## Goal:
Change every occurrence of "report the position of each" in the data below to "give the location of each", keeping everything else the same.

(Dataset excerpts on object pointing)

------------

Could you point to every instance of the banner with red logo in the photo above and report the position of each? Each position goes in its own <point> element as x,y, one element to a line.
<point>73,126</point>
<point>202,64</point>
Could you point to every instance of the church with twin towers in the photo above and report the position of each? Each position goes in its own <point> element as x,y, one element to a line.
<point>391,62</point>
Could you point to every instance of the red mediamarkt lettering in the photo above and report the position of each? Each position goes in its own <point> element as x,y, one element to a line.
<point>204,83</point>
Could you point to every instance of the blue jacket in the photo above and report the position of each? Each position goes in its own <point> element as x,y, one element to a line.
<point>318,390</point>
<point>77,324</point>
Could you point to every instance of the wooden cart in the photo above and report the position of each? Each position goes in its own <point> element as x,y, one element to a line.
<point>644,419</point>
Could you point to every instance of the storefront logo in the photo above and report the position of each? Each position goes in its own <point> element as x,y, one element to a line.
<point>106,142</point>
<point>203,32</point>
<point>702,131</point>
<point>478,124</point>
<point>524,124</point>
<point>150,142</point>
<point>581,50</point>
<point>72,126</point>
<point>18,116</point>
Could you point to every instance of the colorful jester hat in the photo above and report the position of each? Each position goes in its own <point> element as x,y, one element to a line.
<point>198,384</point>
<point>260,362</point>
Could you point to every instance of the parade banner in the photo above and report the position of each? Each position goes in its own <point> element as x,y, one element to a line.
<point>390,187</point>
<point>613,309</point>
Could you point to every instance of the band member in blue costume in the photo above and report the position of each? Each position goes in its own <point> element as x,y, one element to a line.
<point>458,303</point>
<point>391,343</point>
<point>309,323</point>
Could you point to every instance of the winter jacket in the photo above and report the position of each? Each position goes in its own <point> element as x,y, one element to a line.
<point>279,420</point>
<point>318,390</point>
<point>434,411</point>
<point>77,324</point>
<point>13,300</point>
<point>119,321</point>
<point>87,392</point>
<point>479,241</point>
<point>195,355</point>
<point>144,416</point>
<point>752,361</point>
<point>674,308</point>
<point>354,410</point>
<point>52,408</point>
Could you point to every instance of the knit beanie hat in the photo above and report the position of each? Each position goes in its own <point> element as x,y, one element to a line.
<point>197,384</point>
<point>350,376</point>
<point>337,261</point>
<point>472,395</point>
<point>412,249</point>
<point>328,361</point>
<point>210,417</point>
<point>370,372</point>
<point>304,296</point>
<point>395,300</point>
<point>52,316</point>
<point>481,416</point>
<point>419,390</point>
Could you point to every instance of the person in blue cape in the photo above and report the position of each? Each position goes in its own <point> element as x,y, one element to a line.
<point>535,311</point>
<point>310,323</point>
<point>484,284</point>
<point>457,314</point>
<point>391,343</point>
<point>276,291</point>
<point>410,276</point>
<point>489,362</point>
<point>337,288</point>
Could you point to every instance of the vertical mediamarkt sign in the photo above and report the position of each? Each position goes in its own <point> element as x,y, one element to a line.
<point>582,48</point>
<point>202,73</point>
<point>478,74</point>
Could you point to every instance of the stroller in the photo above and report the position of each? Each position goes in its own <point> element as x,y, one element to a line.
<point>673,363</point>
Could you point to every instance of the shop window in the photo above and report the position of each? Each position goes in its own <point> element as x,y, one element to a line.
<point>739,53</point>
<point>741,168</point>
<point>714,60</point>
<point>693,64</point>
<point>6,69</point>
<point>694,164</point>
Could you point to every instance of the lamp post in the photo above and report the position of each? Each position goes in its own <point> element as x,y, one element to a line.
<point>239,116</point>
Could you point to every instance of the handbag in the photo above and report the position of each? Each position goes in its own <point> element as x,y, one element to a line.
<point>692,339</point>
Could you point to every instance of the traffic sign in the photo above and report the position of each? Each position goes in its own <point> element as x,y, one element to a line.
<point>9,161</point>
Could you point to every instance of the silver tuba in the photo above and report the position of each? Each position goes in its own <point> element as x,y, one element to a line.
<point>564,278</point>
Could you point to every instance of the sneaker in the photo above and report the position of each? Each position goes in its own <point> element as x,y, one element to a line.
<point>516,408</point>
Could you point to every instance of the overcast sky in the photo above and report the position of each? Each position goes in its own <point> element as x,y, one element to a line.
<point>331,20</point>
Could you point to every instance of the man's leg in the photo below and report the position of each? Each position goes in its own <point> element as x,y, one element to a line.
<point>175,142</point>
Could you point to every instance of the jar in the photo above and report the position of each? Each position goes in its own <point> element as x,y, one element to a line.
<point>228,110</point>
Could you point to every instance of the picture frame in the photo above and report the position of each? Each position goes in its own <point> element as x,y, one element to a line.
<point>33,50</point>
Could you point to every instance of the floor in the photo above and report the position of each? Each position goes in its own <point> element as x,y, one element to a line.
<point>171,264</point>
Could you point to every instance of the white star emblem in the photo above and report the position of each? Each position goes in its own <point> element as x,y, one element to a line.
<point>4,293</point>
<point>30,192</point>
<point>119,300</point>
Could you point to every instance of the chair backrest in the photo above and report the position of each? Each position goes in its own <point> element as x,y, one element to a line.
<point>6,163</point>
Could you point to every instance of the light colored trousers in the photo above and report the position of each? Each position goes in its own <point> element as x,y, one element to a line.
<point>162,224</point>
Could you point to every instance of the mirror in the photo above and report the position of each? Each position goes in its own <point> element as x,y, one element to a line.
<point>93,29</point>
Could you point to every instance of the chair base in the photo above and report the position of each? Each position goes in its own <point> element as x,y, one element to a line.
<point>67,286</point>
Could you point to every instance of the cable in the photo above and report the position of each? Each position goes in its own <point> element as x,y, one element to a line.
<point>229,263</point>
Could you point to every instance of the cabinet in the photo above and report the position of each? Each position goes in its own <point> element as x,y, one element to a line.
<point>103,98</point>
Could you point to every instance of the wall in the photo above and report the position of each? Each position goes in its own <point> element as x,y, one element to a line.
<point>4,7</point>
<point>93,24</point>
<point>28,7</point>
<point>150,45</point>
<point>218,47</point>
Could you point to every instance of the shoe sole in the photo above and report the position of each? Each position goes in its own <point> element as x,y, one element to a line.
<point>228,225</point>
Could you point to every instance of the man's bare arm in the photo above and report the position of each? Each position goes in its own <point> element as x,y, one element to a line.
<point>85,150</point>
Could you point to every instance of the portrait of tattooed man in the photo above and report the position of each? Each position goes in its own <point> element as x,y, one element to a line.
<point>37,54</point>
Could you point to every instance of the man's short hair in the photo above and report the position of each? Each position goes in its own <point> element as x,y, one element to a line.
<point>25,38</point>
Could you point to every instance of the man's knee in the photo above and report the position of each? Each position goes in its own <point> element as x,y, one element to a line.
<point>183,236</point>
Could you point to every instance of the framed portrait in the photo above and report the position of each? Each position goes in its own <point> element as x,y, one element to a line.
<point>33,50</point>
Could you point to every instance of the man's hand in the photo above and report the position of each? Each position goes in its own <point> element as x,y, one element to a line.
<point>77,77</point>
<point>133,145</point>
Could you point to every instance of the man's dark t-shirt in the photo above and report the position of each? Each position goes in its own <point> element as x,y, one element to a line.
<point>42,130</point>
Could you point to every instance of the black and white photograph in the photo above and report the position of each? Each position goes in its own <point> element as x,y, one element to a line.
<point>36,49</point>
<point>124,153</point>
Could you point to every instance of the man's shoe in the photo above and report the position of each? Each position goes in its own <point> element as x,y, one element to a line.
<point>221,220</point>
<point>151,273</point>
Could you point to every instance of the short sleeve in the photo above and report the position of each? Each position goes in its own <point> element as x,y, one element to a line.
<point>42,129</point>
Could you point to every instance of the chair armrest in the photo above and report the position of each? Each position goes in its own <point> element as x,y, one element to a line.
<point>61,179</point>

------------

## Task response:
Could you point to every instance of the banner with red logo in the photo above and give the location of each? Each position goes in its own <point> element as x,y, one element to a line.
<point>73,126</point>
<point>202,64</point>
Could you point to every instance of the church with twin towers in the photo above and give the location of each? Each position goes in its own <point> element as x,y, one element to a line.
<point>391,62</point>
Could you point to every instance of the red mediamarkt lettering in the photo above and give the location of each? Each position goes in its own <point> element as x,y, one element to a line.
<point>204,83</point>
Could you point to every instance of the blue jacket in the photo above and give the location of each? Each position goes in its own <point> element as x,y, one element to a line.
<point>318,390</point>
<point>77,324</point>
Could you point to every instance of the wooden cart in the photo above and give the location of each? Each position goes in its own <point> element as x,y, one element to a line.
<point>644,419</point>
Could you point to every instance of the storefront logo in the photo above and give the location of each? Each position goes in its own <point> element as x,y, one element to a line.
<point>106,142</point>
<point>203,32</point>
<point>702,131</point>
<point>478,124</point>
<point>524,124</point>
<point>150,142</point>
<point>581,50</point>
<point>72,126</point>
<point>18,116</point>
Could you point to every instance of the colorful jester hat in the photo above and give the location of each? Each position goes in its own <point> element as x,y, one element to a line.
<point>198,384</point>
<point>260,362</point>
Could you point to every instance of the parade banner in the photo above and give the location of each? Each position goes in its own <point> element as x,y, one element to a line.
<point>390,187</point>
<point>613,309</point>
Could you point to every instance of the band member in blue costume in the photo above and give the location of each? Each position goes in its own <point> element as x,y, one element to a line.
<point>458,303</point>
<point>391,343</point>
<point>309,323</point>
Could you point to every instance of the winter jacket in the photo above and give the location of each? Each position goes in its own <point> element as x,y, one element to a line.
<point>279,420</point>
<point>318,390</point>
<point>434,411</point>
<point>77,324</point>
<point>13,300</point>
<point>119,321</point>
<point>87,392</point>
<point>479,241</point>
<point>195,355</point>
<point>144,416</point>
<point>752,361</point>
<point>674,308</point>
<point>354,410</point>
<point>52,408</point>
Could you point to every instance of the knit beanie hat in the photo above and give the location of each? Each position goes in its own <point> element as x,y, one element to a line.
<point>197,384</point>
<point>350,376</point>
<point>337,261</point>
<point>472,395</point>
<point>412,249</point>
<point>328,361</point>
<point>210,417</point>
<point>370,372</point>
<point>304,296</point>
<point>395,300</point>
<point>52,316</point>
<point>481,416</point>
<point>419,390</point>
Could you point to every instance of the person in blue cape in the photo above and give the location of each? Each position goes in its own <point> element as x,y, one element to a line.
<point>535,311</point>
<point>310,323</point>
<point>484,284</point>
<point>457,314</point>
<point>391,343</point>
<point>276,291</point>
<point>410,276</point>
<point>489,362</point>
<point>337,288</point>
Could you point to every instance of the vertical mediamarkt sign in the photo above and give the location of each? Each position goes in its own <point> element as x,y, one element to a line.
<point>582,48</point>
<point>202,73</point>
<point>478,74</point>
Could you point to every instance of the stroller in the photo above and give the location of each? Each position goes in its own <point> element as x,y, one element to a line.
<point>673,363</point>
Could you point to every instance of the shop window in the photo above and give the location of each? Each position goes in its own <point> element as x,y, one element to a line.
<point>739,53</point>
<point>741,168</point>
<point>714,60</point>
<point>693,64</point>
<point>6,69</point>
<point>694,164</point>
Could you point to every instance of the lamp post in the photo above and give the location of each? Each position goes in its own <point> element as x,y, one element to a line.
<point>239,116</point>
Could you point to every instance of the handbag in the photo above and give the location of each? Each position goes in its own <point> element as x,y, one element to a line.
<point>692,339</point>
Could you point to every instance of the traffic sign in the photo above and give the location of each? Each position goes in its own <point> element as x,y, one element to a line.
<point>9,161</point>
Could you point to every instance of the silver tuba in the photo above and give the location of each? Each position goes in its own <point> element as x,y, one element to a line.
<point>564,278</point>
Could you point to every instance of the sneaker in the photo above and give the location of each? Each position goes in its own <point> element as x,y, one element to a line.
<point>516,408</point>
Could you point to every instance of the overcast sky in the photo above and give the location of each? Each position goes in its own <point> element as x,y, one element to a line.
<point>331,20</point>
Could you point to every instance of the man's leg in the photo below and give the location of each? Each position goes in its own <point> element as x,y, one element to a line.
<point>175,142</point>
Could you point to every instance of the jar in the photo above and give the location of each? Each position goes in its own <point> element as x,y, one element to a line.
<point>228,110</point>
Could you point to every instance of the picture frame in the photo above and give the location of each? Each position goes in its own <point> element as x,y, one element to a line.
<point>33,50</point>
Could you point to every instance of the floor in the photo above and give the location of each? Each position goes in its own <point> element as x,y, one element to a line.
<point>171,264</point>
Could you point to every instance of the white star emblem in the photo above and give the location of each? Each position goes in its own <point> element as x,y, one element to a line.
<point>4,293</point>
<point>30,192</point>
<point>119,300</point>
Could you point to every instance of the chair backrest in the photo above and give the location of each? Each position goes in its own <point> element as x,y, one element to a line.
<point>6,163</point>
Could you point to every instance of the light colored trousers in the photo above and give the location of each? Each position goes in its own <point> element as x,y, one element to a line.
<point>162,224</point>
Could you point to every instance of the mirror in the photo above and give the location of each? Each position goes in its own <point> element as x,y, one element to a line.
<point>93,29</point>
Could you point to every instance of the chair base in the photo above and give the location of each? Each position goes in its own <point> element as x,y, one element to a line.
<point>67,286</point>
Could you point to every instance of the cable in the photo above and give the location of each? Each position goes in its own <point> element as x,y, one element to a line.
<point>229,263</point>
Could you point to every instance of the cabinet in the photo above and give the location of each? Each position goes in its own <point> element as x,y, one element to a line.
<point>103,98</point>
Could you point to every instance of the wall in the photo above and give the location of each? Each position goes in its own <point> element as x,y, one element to a line.
<point>4,7</point>
<point>93,24</point>
<point>28,7</point>
<point>150,45</point>
<point>218,47</point>
Could you point to every instance of the shoe sole in the photo above and give the location of each? Each position goes in its own <point> element as x,y, one element to a line.
<point>228,225</point>
Could you point to every instance of the man's bare arm in the photo above and give the location of each? Each position goes in its own <point> element as x,y, one element to a line.
<point>85,150</point>
Could you point to every instance of the portrait of tattooed man in the photo above and give the location of each? Each position goes in its own <point> element as x,y, one element to a line.
<point>37,54</point>
Could you point to every instance of the man's short hair in the photo above and give the location of each? Each position goes in its own <point> element as x,y, one element to a line.
<point>25,38</point>
Could you point to every instance of the man's knee in the photo above and give the location of each? Each position goes in its own <point> element as x,y, one element to a line.
<point>183,236</point>
Could you point to every instance of the framed portrait in the photo above and give the location of each? Each position goes in its own <point> element as x,y, one element to a line.
<point>33,50</point>
Could you point to every instance of the man's hand in the photo above and give the location of each? Each position goes in its own <point> element as x,y, one element to a line.
<point>77,77</point>
<point>133,145</point>
Could you point to every instance of the man's dark t-shirt in the photo above and give the location of each? Each position goes in its own <point> element as x,y, one element to a line.
<point>42,130</point>
Could you point to every instance of the black and white photograph in the photo above and give the location of each? Each position goes in its own <point> element as x,y, one element to a line.
<point>36,49</point>
<point>124,153</point>
Could you point to every instance of the man's shoe in the photo above and give the location of each? Each position goes in its own <point> element as x,y, one element to a line.
<point>221,220</point>
<point>151,273</point>
Could you point to every instance of the short sleeve in the photo above and give the location of each? Each position goes in its own <point> element as x,y, one element to a line.
<point>42,129</point>
Could you point to every instance of the chair armrest in the photo above and give the location of each? Each position goes in its own <point> element as x,y, one element to a line.
<point>61,179</point>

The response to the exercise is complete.